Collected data
+ + + + + + +
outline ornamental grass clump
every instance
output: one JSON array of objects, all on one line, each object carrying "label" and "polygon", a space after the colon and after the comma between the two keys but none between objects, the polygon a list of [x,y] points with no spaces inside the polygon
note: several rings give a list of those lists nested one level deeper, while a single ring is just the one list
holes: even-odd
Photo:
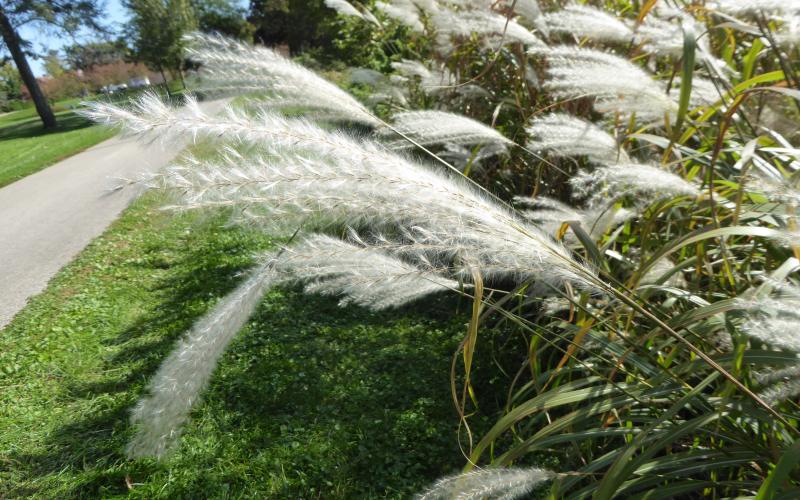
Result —
[{"label": "ornamental grass clump", "polygon": [[375,110],[193,35],[195,89],[244,103],[88,113],[207,145],[148,182],[285,243],[165,360],[131,455],[176,446],[267,288],[407,314],[450,293],[471,302],[442,367],[465,467],[421,498],[797,496],[800,58],[772,43],[791,5],[387,1],[420,60],[389,57],[404,99]]}]

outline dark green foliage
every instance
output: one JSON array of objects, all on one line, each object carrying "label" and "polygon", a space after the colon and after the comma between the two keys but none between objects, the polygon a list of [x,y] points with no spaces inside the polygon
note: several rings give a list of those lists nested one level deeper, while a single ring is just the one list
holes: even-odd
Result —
+ + + + + + +
Work to complete: Return a verbatim transcription of the data, omitting all images.

Result of this exercise:
outline ornamental grass clump
every instance
output: one JSON array of objects, all on one line, each object carrying "label" and "polygon", a space after the colon and after the comma between the two keys but none between objects, the polygon a list of [x,y] points with no spaces inside the polygon
note: several rings give a list of those lists nested one level deeper, while a single ring is just the one list
holes: even-odd
Photo:
Result —
[{"label": "ornamental grass clump", "polygon": [[375,110],[193,35],[195,89],[244,103],[88,113],[207,145],[148,182],[285,243],[165,360],[131,455],[176,446],[267,288],[407,314],[450,293],[471,302],[442,367],[465,467],[421,498],[797,496],[800,58],[772,43],[791,5],[387,1],[420,60],[389,57],[404,99]]}]

outline dark green foliage
every instance
output: one JSON array of objects, all on one line, each object carrying "label" and "polygon", a space after the colon and after the comma between the two keys but none between objects, the polygon a list of [x,y] points with no spaces inside the polygon
note: several rings give a list of those lists nested one level deeper, while a single ring is just the one list
holes: even-odd
Result —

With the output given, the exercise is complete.